=== PROBLEM REQUIREMENTS ===
Reproduce the lines below word for word. Leave the pictures out of your copy.

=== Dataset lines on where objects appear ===
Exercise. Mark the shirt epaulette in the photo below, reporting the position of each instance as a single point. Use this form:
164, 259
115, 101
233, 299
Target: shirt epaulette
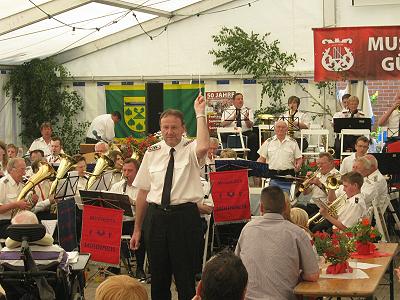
154, 148
187, 143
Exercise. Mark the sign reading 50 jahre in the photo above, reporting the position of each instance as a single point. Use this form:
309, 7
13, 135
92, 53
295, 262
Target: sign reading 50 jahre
359, 53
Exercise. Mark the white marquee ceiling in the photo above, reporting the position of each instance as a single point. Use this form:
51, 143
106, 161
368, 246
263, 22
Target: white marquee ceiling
71, 28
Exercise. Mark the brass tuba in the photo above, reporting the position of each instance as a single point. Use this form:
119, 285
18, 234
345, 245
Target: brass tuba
66, 163
103, 163
333, 210
45, 171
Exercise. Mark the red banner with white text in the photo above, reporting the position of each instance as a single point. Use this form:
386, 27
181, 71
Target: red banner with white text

=== SOLUTION ===
Exercise. Mark the shirt epaulette in the photo below, reporting the position of each instance as a single point. Use this form:
164, 259
115, 101
233, 299
Target: shirt epaulette
154, 148
187, 143
Exercise. Mark the sign reading 50 jahre in the photo above, reporting the position of each instance as a single point. Use this form:
309, 7
13, 135
92, 53
295, 262
Target: sign reading 50 jahre
359, 53
Exercise. Mark the white marquee ceiling in the photo above, reporting the position of each instance as a single point. Use this form:
51, 143
106, 161
368, 246
263, 22
Target: white marquee ceiling
71, 28
Exercise. Mark the brass tuba in the photo above, reporting the position of each instance as a single point. Use this form:
119, 285
18, 234
345, 245
Target: brass tuba
66, 163
103, 163
333, 210
45, 171
Exercise. Mark the red banner with white text in the photo above, reporting the position of each instance as a single point. Use this form:
386, 27
181, 71
Target: red banner with white text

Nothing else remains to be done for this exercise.